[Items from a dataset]
···

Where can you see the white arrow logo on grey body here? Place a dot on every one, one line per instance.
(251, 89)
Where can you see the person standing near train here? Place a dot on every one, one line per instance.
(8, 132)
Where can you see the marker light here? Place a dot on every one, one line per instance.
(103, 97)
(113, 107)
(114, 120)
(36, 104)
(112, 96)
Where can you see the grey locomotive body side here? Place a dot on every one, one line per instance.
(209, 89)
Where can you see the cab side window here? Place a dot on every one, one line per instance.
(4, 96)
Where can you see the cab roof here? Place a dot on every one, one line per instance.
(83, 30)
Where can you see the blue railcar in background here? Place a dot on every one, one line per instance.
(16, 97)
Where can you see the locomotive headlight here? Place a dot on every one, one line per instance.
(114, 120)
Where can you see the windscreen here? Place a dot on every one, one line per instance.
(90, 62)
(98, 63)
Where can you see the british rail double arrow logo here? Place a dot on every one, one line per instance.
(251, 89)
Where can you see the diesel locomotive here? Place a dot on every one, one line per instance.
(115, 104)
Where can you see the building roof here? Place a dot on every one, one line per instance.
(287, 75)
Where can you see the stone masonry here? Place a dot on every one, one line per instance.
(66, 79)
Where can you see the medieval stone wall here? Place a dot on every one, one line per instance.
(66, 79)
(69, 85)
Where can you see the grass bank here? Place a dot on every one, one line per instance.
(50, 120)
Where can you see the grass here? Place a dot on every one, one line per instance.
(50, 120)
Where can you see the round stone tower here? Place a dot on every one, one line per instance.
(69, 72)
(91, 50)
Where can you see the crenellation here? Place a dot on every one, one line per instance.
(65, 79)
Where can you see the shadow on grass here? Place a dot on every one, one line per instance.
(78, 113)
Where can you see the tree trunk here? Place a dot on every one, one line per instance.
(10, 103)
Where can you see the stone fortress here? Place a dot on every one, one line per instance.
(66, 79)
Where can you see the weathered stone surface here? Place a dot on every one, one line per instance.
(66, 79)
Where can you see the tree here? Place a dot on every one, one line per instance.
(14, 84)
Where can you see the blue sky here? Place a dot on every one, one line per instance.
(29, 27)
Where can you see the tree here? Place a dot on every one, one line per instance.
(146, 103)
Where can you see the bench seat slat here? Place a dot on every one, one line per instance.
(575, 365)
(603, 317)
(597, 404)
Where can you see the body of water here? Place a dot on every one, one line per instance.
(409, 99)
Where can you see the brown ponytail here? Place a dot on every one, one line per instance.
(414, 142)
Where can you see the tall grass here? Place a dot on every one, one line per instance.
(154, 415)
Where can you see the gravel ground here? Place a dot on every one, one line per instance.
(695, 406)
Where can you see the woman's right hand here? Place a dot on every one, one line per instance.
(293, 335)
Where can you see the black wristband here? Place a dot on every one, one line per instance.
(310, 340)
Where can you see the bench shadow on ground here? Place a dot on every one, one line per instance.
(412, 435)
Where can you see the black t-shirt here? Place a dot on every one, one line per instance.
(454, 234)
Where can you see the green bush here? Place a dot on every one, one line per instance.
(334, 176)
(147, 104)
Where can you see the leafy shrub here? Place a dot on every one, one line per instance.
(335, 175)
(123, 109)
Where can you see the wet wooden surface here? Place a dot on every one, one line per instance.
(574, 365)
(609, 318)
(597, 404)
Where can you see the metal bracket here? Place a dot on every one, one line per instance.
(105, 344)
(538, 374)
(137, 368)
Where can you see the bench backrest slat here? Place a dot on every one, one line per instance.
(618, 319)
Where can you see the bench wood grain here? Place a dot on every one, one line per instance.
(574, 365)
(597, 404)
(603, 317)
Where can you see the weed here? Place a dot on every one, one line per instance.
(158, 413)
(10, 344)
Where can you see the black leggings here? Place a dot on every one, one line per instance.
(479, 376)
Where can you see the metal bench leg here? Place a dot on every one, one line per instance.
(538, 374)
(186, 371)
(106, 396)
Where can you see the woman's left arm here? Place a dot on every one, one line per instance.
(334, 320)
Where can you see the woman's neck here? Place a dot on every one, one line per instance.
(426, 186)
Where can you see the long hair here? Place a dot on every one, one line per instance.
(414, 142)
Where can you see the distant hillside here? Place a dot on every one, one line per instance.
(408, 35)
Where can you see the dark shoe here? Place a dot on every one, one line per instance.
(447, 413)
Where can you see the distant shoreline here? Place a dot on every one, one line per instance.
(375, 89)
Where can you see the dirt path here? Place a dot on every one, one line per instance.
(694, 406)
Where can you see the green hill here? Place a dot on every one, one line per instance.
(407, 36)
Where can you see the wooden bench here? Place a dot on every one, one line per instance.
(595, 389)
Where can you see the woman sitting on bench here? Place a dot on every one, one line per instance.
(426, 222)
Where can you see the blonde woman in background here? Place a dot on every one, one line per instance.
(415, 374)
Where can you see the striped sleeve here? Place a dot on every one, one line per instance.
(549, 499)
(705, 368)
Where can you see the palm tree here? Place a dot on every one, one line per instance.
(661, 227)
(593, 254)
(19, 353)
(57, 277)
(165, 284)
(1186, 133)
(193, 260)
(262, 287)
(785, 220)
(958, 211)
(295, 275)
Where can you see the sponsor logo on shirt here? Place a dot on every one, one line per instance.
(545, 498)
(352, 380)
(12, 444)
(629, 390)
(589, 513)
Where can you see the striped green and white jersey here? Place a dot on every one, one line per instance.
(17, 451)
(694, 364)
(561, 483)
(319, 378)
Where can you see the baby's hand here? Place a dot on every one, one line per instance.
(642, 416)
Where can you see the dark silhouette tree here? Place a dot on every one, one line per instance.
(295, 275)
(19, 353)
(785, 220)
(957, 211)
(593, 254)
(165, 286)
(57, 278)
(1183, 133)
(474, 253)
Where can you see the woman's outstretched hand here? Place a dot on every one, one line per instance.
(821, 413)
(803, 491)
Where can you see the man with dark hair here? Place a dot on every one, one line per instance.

···

* _EXERCISE GOAL_
Rewrite all of the records above, replacing "Place a dot on every one" with "Put a point on each one" and leaving the rest untouched.

* _EXERCISE RESULT_
Where can you see the white arrow logo on grey body here? Put a point on each one, one line per instance.
(251, 89)
Where can you see the person standing near train here? Put a point on each one, one line per instance.
(8, 132)
Where can you see the marker light here? Put a point on each one, one line per instance.
(103, 97)
(113, 107)
(114, 120)
(36, 104)
(112, 96)
Where can you see the grey locomotive body side here? Put a point on each one, one line per instance.
(209, 89)
Where can you see the cab side window here? Put a point on each one, one line per instance.
(4, 96)
Where can you see the cab roof here? Put a point on each one, one line per instance.
(83, 30)
Where can you see the blue railcar in background here? Put a point on each one, one line per instance.
(16, 97)
Where can you see the locomotive headlight here? Put a point on each one, one line per instance.
(114, 120)
Where can you see the windscreen here? Put a point on each one, one line per instance.
(90, 62)
(98, 63)
Where can you see the british rail double arrow logo here? Put a point on each one, one line per instance.
(251, 89)
Where can you see the diesel locomotive here? Put a point on each one, one line per instance.
(115, 104)
Where can you see the building roof here? Put a point on each one, one line per instance.
(287, 75)
Where can you see the stone masonry here? Put a point on each one, one line per instance.
(66, 79)
Where can you see the medieval stone wall here? Put a point on each one, one line per instance.
(66, 79)
(69, 85)
Where can you see the grass bank here? Put a point on each one, one line per instance.
(50, 120)
Where can you see the grass here? Put a point on each one, one line per instance.
(50, 120)
Where can you see the round stone tower here? Put a point on each one, one line per instance.
(69, 72)
(91, 50)
Where can you see the crenellation here? Put a point on each one, one line per instance.
(65, 79)
Where can you see the shadow on grass here? Put a point on each one, one line per instance.
(78, 113)
Where can you see the tree trunk here? Put a point on each one, one line per instance.
(10, 103)
Where can you see the stone fortress here? Put a point on each one, one line per instance.
(66, 79)
Where can you see the weathered stone surface here? Put a point on each one, one line per instance.
(66, 79)
Where can you see the tree here? Put a point on each one, one line per instance.
(14, 84)
Where can you see the blue sky here? Put a point on each one, one line per instance.
(29, 27)
Where can you see the tree here? Put a point on each one, one line per instance.
(146, 103)
Where can you see the bench seat slat here? Put a point on each one, one line per instance.
(575, 365)
(603, 317)
(597, 404)
Where can you see the body of water here? Put a point on each one, one line per instance.
(409, 99)
Where can you see the brown ponytail here? Put a point on each one, one line per instance.
(414, 142)
Where can you see the tall grass here? Put a point on each one, one line per instance.
(154, 415)
Where can you see the gravel ground here? Put a point on each one, one line per instance.
(695, 406)
Where can you see the woman's right hand here? Put a point on each one, one line per instance.
(293, 335)
Where can you see the black wristband here? Put a point on each one, one line per instance.
(310, 340)
Where can you see the bench shadow on ground here? Put a point on each one, one line per instance.
(412, 435)
Where can you see the black t-shirt here? Put a point on each one, one line per instance.
(454, 234)
Where can you see the green bush here? Put a point on each one, one line per instance.
(334, 176)
(147, 104)
Where can you see the leafy shrub here? Put a point on each one, one line per instance.
(335, 175)
(123, 109)
Where can you see the wet wooden surface here? Put a point on each one, one line per instance.
(574, 365)
(609, 318)
(597, 404)
Where can you see the metal bracket here? Put a point on each one, one line per instance.
(105, 344)
(538, 374)
(137, 368)
Where can you see the bench backrest slat here? Put a point on each one, one line per instance.
(618, 319)
Where can you see the bench wood grain here? Put a point on each one, one line per instance.
(574, 365)
(597, 404)
(603, 317)
Where can you see the weed here? Put a point on each one, one line per instance.
(158, 413)
(10, 344)
Where can you see the black leggings here? Put a point on each one, one line per instance.
(479, 376)
Where can you see the metal bench leg here? Put a point on each one, one line per instance.
(538, 374)
(186, 371)
(106, 396)
Where can you see the woman's left arm here? Put a point on each one, one line per instance.
(334, 320)
Where can you see the woman's neck here? Put a point on each one, one line per instance.
(426, 186)
Where can you see the long hair here? Put a point on each one, one line per instance.
(414, 142)
Where can you see the distant hillside here? Put a point on each one, one line per instance.
(408, 35)
Where can you see the dark shoe here? Put a point on each one, one line per instance.
(447, 413)
Where can you see the distant shoreline here? Put a point on each one, one line per instance.
(375, 89)
Where can you see the dirt path here? Put a point on each one, one line per instance.
(694, 406)
Where can you see the green hill here? Put a point on each one, one line per instance.
(407, 36)
Where can you see the wooden bench here? Put a point on each one, one line per instance.
(595, 389)
Where can you see the woman sitting on bench here? Put a point on each one, one line per instance.
(426, 222)
Where can you see the blonde woman in background here? Put a point on each one, one line per instance.
(415, 374)
Where can you see the striped sleeve here? Put a point on each one, one line per instance.
(549, 499)
(705, 368)
Where can you see the palm tree here? Put a point on each one, one line per instance.
(661, 227)
(593, 254)
(19, 353)
(57, 277)
(165, 284)
(1186, 133)
(193, 260)
(262, 287)
(785, 220)
(958, 211)
(295, 275)
Where can you see the sponsor logo on shirt here? Put a point on each one, one line per instance.
(545, 498)
(352, 380)
(12, 444)
(629, 390)
(589, 513)
Where can you see the striped green and white jersey here? Put a point on each one, one line per instance.
(17, 451)
(694, 364)
(561, 483)
(319, 378)
Where can you see the baby's hand here? Put a point on each one, one line per instance.
(642, 416)
Where can you see the dark silhouette tree here? Put a point on each one, one line per instance.
(295, 275)
(19, 353)
(785, 220)
(957, 211)
(593, 254)
(165, 286)
(57, 278)
(1183, 133)
(474, 253)
Where can you see the woman's outstretched hand here? Put a point on each one, one line per instance.
(821, 413)
(803, 491)
Where can you see the man with dark hair here? Put a point on each one, one line per instance.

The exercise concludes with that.